▸ EXERCISE DETAILS
In the items below, change every "instance" to "occurrence" and leave everything else the same.

------------------------------------------------------------------------

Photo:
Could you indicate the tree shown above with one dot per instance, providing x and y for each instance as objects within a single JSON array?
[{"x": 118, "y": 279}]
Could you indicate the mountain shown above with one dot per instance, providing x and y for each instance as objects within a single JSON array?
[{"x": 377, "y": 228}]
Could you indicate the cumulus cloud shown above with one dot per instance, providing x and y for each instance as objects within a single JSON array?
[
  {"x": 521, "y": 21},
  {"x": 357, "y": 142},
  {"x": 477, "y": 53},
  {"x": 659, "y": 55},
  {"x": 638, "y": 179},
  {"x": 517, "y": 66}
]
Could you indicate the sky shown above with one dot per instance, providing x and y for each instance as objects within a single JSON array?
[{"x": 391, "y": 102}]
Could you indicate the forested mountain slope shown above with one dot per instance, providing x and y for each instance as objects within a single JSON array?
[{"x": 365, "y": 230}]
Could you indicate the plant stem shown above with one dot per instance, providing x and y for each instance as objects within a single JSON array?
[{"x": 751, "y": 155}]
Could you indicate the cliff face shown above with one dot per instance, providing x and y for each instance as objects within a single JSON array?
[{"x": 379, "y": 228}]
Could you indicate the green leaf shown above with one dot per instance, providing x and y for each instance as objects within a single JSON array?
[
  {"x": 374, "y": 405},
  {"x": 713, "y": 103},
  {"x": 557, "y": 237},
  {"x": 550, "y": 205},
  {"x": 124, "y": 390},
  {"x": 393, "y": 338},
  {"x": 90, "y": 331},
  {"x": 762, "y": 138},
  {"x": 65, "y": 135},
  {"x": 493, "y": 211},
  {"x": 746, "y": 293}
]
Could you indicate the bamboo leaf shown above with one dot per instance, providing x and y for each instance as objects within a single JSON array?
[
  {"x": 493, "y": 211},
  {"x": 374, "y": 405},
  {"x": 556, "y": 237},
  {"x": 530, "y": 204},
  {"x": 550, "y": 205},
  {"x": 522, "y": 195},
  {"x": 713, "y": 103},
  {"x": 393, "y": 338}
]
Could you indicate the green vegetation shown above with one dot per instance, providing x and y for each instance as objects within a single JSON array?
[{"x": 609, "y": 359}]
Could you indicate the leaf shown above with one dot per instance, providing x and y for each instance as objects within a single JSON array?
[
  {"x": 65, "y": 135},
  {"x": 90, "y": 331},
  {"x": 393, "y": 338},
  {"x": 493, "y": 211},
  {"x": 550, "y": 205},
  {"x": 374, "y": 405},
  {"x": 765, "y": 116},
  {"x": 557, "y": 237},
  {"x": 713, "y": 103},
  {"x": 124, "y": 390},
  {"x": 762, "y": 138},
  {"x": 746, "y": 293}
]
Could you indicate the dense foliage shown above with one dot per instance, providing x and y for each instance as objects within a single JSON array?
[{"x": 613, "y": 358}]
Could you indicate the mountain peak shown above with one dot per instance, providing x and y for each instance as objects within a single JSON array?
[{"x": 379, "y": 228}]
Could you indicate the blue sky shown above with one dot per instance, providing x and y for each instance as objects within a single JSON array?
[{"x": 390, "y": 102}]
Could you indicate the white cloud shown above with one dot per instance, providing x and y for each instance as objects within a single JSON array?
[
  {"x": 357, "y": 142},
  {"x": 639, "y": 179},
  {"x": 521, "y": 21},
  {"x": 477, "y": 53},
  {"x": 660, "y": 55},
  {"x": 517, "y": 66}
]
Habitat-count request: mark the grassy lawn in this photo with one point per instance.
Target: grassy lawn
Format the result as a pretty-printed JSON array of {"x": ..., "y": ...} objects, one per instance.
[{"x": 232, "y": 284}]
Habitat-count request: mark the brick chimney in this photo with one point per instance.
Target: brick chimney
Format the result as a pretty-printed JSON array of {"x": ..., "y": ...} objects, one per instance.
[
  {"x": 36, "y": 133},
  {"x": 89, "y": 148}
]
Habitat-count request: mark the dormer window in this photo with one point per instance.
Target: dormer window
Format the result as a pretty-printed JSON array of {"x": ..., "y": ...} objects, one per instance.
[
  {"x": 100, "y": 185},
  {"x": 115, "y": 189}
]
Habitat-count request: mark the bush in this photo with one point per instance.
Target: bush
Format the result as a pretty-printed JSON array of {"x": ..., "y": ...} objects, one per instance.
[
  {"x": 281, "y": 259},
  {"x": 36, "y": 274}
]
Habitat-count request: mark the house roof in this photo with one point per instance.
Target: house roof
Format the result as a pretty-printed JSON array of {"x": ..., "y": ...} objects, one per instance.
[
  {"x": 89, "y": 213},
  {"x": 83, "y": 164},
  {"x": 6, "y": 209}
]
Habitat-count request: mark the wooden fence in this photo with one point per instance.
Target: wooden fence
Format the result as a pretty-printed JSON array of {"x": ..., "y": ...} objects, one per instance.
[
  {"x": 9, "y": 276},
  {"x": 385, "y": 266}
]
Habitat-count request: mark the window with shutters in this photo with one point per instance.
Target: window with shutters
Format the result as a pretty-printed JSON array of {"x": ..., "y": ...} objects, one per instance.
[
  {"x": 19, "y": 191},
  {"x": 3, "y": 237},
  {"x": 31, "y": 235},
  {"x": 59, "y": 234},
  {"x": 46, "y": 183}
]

------------------------------------------------------------------------

▸ CORRECT RESPONSE
Photo:
Could you indicate the tree shown above with one dot per occurrence, providing x and y for each occurrence as objects within a single JSON array?
[{"x": 118, "y": 279}]
Could you indicate the mountain shown above with one dot per occurrence, providing x and y for each occurrence as objects within a single JSON array?
[{"x": 377, "y": 228}]
Could you indicate the cumulus cloud shown above with one dot per occurrence, providing x and y for each occurrence as objects within a single JSON array?
[
  {"x": 521, "y": 21},
  {"x": 357, "y": 142},
  {"x": 477, "y": 53},
  {"x": 659, "y": 55},
  {"x": 638, "y": 179},
  {"x": 517, "y": 66}
]
Could you indicate the sky shown above with one dot per occurrence, providing x and y for each occurrence as objects within a single JSON array?
[{"x": 391, "y": 102}]
Could you indicate the forested mountain slope shown above with one dot per occurrence, providing x and y for each occurrence as objects within a single JSON array?
[{"x": 365, "y": 230}]
Could you indicate the plant stem shown above with one dot per occurrence, providing x and y for each occurrence as objects within a single JSON array?
[{"x": 751, "y": 155}]
Could you indicate the cliff face shown above with one dot per occurrence, providing x and y for each occurrence as objects within a single JSON array?
[{"x": 379, "y": 228}]
Could you indicate the green leaf shown above with one dot per occurrence, providing x and y for each occurrence as objects within a single JSON array?
[
  {"x": 374, "y": 405},
  {"x": 713, "y": 103},
  {"x": 557, "y": 237},
  {"x": 550, "y": 205},
  {"x": 124, "y": 390},
  {"x": 393, "y": 338},
  {"x": 90, "y": 331},
  {"x": 762, "y": 138},
  {"x": 65, "y": 135},
  {"x": 493, "y": 211},
  {"x": 746, "y": 293}
]
Could you indicate the bamboo leaf shown above with one dot per occurrence, providing x and y for each occurrence as objects within a single JSON array?
[
  {"x": 493, "y": 211},
  {"x": 374, "y": 405},
  {"x": 556, "y": 237},
  {"x": 530, "y": 204},
  {"x": 550, "y": 205},
  {"x": 522, "y": 195},
  {"x": 713, "y": 103},
  {"x": 393, "y": 338}
]
Could you indicate the green vegetation shown above with one dot per occurrence, providing x and y for each occurrence as objects within a single JSON array?
[{"x": 609, "y": 359}]
Could you indicate the leaf shown above with one dot per occurrence, providing x and y for each occurrence as objects within a single JSON array?
[
  {"x": 65, "y": 135},
  {"x": 90, "y": 331},
  {"x": 393, "y": 338},
  {"x": 493, "y": 211},
  {"x": 550, "y": 205},
  {"x": 374, "y": 405},
  {"x": 765, "y": 116},
  {"x": 557, "y": 237},
  {"x": 713, "y": 103},
  {"x": 124, "y": 390},
  {"x": 762, "y": 138},
  {"x": 746, "y": 293}
]
Could you indicate the dense foliage shown above with one dot per occurrence, providing x and y for each occurrence as objects within a single JSON array?
[{"x": 613, "y": 358}]
Could you indicate the mountain peak shown above with one dot per occurrence, providing x and y for each occurrence as objects within a single JSON array?
[{"x": 379, "y": 228}]
Could you indicate the blue sky shown above with one dot per occurrence, providing x and y for each occurrence as objects within a single JSON array?
[{"x": 390, "y": 102}]
Could you indicate the white cloud shown above with one dot per occurrence, providing x and y for each occurrence as objects within a single JSON array?
[
  {"x": 357, "y": 142},
  {"x": 639, "y": 179},
  {"x": 521, "y": 21},
  {"x": 477, "y": 53},
  {"x": 660, "y": 55},
  {"x": 517, "y": 66}
]
Habitat-count request: mark the grassy lawn in this photo with one point per occurrence.
Target: grassy lawn
Format the result as a pretty-printed JSON array of {"x": ..., "y": ...} objects, one per occurrence.
[{"x": 232, "y": 284}]
Habitat-count request: mark the brick chimney in this photo with one point per occurrence.
Target: brick chimney
Format the result as a pretty-printed JSON array of {"x": ..., "y": ...} objects, one per occurrence.
[
  {"x": 36, "y": 133},
  {"x": 89, "y": 148}
]
Habitat-count request: mark the dormer window in this photo with one point per occurrence.
Target: dormer window
Format the result as a pretty-printed JSON array of {"x": ..., "y": ...} objects, one per occurrence.
[
  {"x": 100, "y": 185},
  {"x": 115, "y": 189}
]
Habitat-count request: mark the bush in this photo with one point per occurrence.
Target: bush
Format the result as a pretty-printed JSON array of {"x": ..., "y": ...} objects, one per occurrence.
[
  {"x": 281, "y": 259},
  {"x": 36, "y": 274}
]
Habitat-count request: mark the house roof in this photo with one point per occurrence.
Target: house roof
Format the result as a pretty-printed JSON array of {"x": ..., "y": ...} objects, one per occurrence.
[
  {"x": 89, "y": 213},
  {"x": 83, "y": 164},
  {"x": 6, "y": 209}
]
Habitat-count request: mark the wooden fence in this photo with one point per occurrence.
Target: wooden fence
Format the result as a pretty-printed JSON array of {"x": ..., "y": ...} objects, one per occurrence.
[
  {"x": 9, "y": 276},
  {"x": 385, "y": 266}
]
Habitat-count request: mark the window with shutters in this photo with one point per occurrence.
Target: window with shutters
Format the result as a pretty-printed JSON array of {"x": ..., "y": ...} objects, one per occurrence.
[
  {"x": 19, "y": 191},
  {"x": 3, "y": 237},
  {"x": 31, "y": 235},
  {"x": 59, "y": 234},
  {"x": 46, "y": 183}
]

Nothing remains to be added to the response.